▶ _TASK MATERIAL_
_ _ _

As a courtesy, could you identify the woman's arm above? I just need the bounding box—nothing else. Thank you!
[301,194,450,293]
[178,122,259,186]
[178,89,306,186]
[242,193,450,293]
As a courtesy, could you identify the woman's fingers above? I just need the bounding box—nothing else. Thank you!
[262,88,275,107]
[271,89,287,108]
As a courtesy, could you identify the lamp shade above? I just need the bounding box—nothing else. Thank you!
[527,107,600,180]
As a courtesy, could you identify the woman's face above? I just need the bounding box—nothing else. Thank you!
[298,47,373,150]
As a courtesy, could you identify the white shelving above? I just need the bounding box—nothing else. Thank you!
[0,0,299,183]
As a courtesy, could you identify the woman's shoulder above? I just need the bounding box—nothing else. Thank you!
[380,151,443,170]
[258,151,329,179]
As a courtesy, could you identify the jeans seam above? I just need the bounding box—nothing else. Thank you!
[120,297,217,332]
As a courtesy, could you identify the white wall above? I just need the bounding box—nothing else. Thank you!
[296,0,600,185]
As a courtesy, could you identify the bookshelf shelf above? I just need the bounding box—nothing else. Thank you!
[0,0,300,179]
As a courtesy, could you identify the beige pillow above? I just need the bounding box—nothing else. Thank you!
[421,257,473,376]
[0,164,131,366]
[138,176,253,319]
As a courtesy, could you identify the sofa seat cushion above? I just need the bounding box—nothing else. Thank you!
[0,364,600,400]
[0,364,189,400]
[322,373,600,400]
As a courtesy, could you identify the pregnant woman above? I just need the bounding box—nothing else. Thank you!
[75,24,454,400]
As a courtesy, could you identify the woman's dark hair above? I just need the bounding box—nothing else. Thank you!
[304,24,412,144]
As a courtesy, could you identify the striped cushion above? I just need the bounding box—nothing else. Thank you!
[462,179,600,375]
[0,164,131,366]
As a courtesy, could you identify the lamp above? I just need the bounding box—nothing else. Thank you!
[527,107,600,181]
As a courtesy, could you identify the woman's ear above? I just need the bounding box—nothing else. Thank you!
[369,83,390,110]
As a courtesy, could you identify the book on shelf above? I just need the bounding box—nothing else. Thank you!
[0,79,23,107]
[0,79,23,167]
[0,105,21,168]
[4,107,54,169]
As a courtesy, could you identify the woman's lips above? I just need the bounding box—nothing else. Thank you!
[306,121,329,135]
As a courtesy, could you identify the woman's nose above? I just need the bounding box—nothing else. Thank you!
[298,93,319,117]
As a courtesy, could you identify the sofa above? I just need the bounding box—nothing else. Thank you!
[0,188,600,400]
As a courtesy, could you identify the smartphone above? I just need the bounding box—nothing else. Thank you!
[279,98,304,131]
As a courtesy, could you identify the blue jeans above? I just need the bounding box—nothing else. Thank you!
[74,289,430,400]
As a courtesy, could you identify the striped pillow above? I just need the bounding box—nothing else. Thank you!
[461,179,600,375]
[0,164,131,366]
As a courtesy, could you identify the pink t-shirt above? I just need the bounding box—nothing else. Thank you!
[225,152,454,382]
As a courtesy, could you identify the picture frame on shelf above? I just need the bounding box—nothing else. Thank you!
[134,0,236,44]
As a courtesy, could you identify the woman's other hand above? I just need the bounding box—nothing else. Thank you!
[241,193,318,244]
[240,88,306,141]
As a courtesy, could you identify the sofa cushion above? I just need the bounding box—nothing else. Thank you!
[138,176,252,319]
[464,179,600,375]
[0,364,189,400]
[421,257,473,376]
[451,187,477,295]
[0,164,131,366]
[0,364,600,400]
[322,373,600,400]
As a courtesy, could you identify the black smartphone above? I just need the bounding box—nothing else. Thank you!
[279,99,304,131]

_ _ _

▶ _GIVEN PROBLEM_
Please rewrite the entries starting at the line containing "As a courtesy, could you identify the lamp shade" and ending at the line containing "[138,176,253,319]", keeping every text line as it is and shifting each bounding-box coordinate in the answers by -107.

▶ _REPLY TO THE EXERCISE_
As a courtesy, could you identify the lamp shade above? I just need the bounding box—nothing else. Thank you!
[420,0,493,73]
As a courtesy, could you identify the woman's face above? I just need the bounding box—nothing else. Thank you!
[191,-60,266,43]
As a courtesy, could you identify the white shelving above? I just need the bounding box—nothing else. Thank you!
[-107,-107,192,76]
As a courtesy, could you identify the woman's shoulder above? I just need the bounding box—nothing else. Thank you!
[273,44,336,63]
[151,44,222,72]
As a courtesy, could you identify the jeans seam above? I just need the bounding box—nothing else. Thank you!
[13,190,110,225]
As a courtesy, could you identify the white wall above? I just need the bounding box—nothing else. Thank you!
[189,-107,493,78]
As a courtesy, could you identify the bookshelf shelf above? I just need the bounding box—nothing else. Thank you!
[-107,-107,193,72]
As a courtesy, could you identify the beige pillow above? I just need the bounding box—nothing else. Thank you!
[314,150,366,269]
[-107,57,24,259]
[31,69,146,212]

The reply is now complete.